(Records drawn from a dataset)
++++++++++++++++++++

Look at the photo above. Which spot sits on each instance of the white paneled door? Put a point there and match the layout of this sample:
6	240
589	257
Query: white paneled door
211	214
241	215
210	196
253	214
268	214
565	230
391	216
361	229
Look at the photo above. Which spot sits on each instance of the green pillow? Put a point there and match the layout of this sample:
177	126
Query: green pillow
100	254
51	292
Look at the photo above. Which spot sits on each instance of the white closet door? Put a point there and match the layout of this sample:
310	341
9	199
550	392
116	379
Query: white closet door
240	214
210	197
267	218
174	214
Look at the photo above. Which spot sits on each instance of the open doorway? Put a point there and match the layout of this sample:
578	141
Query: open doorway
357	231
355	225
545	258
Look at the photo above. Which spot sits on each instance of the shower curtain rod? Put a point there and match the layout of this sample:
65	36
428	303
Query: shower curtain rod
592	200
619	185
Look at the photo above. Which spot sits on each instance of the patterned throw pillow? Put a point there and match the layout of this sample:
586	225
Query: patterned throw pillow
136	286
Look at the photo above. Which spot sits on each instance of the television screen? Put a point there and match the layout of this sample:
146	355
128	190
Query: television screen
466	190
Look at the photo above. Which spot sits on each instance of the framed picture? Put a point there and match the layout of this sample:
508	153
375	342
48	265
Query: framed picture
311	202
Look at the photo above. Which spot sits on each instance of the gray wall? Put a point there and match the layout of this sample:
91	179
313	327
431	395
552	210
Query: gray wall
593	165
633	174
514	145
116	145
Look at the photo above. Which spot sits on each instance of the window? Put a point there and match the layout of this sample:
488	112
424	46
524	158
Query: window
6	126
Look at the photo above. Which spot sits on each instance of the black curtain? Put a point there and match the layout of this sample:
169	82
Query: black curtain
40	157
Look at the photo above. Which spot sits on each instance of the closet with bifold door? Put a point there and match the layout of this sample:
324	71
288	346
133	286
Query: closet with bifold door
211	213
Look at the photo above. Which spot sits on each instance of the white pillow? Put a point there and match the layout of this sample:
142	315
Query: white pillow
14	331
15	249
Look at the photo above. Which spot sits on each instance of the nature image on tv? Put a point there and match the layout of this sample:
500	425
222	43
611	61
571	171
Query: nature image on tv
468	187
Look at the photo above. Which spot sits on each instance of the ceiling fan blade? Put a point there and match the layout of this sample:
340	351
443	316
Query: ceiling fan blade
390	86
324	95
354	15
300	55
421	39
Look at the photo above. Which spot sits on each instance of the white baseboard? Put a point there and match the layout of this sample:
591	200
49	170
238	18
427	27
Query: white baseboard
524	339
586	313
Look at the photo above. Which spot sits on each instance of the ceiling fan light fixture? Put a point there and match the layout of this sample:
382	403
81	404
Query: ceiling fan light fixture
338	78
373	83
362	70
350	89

++++++++++++++++++++

> Exercise goal
Write an exact transcription of every entry above.

> Answer area
Look at the photo above. Which spot sits on each instance of the white paneled door? Put a point there and match the layout of this sample:
6	240
589	257
Query: white paneled door
211	214
241	215
210	196
253	214
268	214
565	230
391	216
361	229
Look at the photo above. Which spot sits on each instance of the green pillow? Put a point there and match the layout of this sample:
177	126
Query: green pillow
100	254
51	292
Look at the photo above. Which spot sits on each instance of the white closet door? Put a point there and match the layout of this sample:
310	341
9	199
550	392
116	379
Query: white closet door
240	214
210	197
267	218
174	214
Look at the photo above. Which spot sits on each instance of the open doorway? Put a point there and match the layout of this sample:
578	141
Query: open doorway
357	231
355	225
545	258
Look at the photo above. Which spot sits on each instance of the shower curtain rod? Put a point there and match the layout of this sample:
65	36
428	303
Query: shower curtain rod
592	200
619	185
Look at the photo above. Which spot sits on each instance of the patterned throw pillow? Put a point there and match the layout of this sample:
586	225
Query: patterned throw pillow
136	286
Look at the photo above. Which spot sits on each instance of the television screen? Put a point there and match the layout of this sample:
146	355
128	190
Query: television screen
466	190
Look at the photo above. Which spot sits on each instance of the framed picture? Put a point there and match the layout of this sample:
508	153
375	342
48	265
Query: framed picture
311	202
Look at the photo above. Which spot sits on each instance of the gray wall? Put a point there and match the layout of this sample:
91	179
313	327
431	395
552	210
Query: gray wall
593	165
633	174
514	145
116	145
Look at the photo above. Which spot sits on each instance of the window? Put a point there and match the layout of this sample:
488	112
424	46
524	158
Query: window
6	126
Look at the photo above. Which spot sits on each instance of the black curtain? Put a point there and match the layout of this sample:
169	82
Query: black curtain
40	157
Look at the photo above. Which spot sits on each instance of the closet with bifold door? Put a point there and match the layout of this sample:
324	71
288	346
133	286
Query: closet with bifold door
211	213
Look at the photo above. Which spot sits on each instance of the white pillow? Put a point there and match the layout of this sample:
142	315
Query: white pillow
14	331
15	249
Look at the photo above. Which spot sits on each instance of the nature image on tv? Put a point there and match the layout of this sample:
500	425
222	43
611	61
571	171
Query: nature image on tv
468	187
Look at the photo above. Which spot sits on each instance of the ceiling fan blade? Put a point there and match the layout of this sample:
340	351
443	316
Query: ceiling fan blade
390	86
324	95
354	15
300	55
421	39
Look at the photo above. Which spot sits on each instance of the white baseboard? Put a point there and match the layout of this sample:
591	200
49	170
238	18
427	27
Query: white baseboard
524	339
586	313
Look at the photo above. Which spot sits on each instance of the ceiling fan light fixture? Put a point there and match the layout of this sample:
382	403
81	404
Query: ceiling fan light fixture
338	78
373	83
362	70
350	89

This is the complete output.